[[ RECORDS PROVIDED, beginning ]]
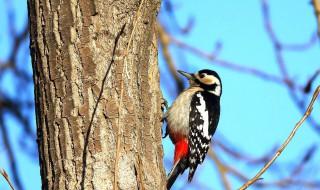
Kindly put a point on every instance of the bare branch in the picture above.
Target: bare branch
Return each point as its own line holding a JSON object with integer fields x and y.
{"x": 6, "y": 176}
{"x": 284, "y": 145}
{"x": 316, "y": 5}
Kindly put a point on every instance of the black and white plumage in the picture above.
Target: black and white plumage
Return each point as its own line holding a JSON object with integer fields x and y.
{"x": 192, "y": 121}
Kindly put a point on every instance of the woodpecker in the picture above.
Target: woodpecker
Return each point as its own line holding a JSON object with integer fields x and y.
{"x": 192, "y": 120}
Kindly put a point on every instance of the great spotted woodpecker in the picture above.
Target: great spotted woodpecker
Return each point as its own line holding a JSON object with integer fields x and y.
{"x": 192, "y": 120}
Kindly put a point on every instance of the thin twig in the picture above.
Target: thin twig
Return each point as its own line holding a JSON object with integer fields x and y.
{"x": 86, "y": 140}
{"x": 316, "y": 5}
{"x": 222, "y": 169}
{"x": 6, "y": 177}
{"x": 286, "y": 142}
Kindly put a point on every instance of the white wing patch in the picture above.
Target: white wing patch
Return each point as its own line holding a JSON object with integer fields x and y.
{"x": 205, "y": 116}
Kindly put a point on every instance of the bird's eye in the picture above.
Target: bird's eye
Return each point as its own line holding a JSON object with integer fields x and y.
{"x": 202, "y": 75}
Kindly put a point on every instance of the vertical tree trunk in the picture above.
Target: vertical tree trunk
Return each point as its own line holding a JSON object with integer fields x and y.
{"x": 73, "y": 45}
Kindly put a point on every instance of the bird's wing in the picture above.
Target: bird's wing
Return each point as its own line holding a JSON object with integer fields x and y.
{"x": 199, "y": 135}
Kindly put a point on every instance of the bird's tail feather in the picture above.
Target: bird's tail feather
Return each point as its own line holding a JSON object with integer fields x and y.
{"x": 176, "y": 170}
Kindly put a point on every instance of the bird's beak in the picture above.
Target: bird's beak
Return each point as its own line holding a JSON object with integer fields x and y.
{"x": 187, "y": 75}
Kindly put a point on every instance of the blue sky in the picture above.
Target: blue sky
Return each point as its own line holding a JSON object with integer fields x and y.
{"x": 256, "y": 114}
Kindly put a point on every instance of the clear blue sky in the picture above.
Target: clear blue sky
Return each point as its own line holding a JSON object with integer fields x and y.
{"x": 256, "y": 114}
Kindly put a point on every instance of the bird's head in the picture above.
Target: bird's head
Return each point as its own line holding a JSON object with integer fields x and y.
{"x": 207, "y": 79}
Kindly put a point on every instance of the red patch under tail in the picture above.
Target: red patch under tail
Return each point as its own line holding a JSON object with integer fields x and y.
{"x": 181, "y": 149}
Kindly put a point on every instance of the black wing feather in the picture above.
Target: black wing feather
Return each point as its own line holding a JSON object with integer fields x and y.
{"x": 199, "y": 139}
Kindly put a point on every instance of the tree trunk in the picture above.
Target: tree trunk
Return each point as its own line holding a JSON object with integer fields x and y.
{"x": 97, "y": 93}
[[ RECORDS PROVIDED, end ]]
- [EXERCISE BRIEF] Find the string "under" in the material above. Then copy each line that has it.

- [WORKED SOLUTION]
Kindly put a point on every instance of the red patch under tail in the picture above.
Target: red patch under tail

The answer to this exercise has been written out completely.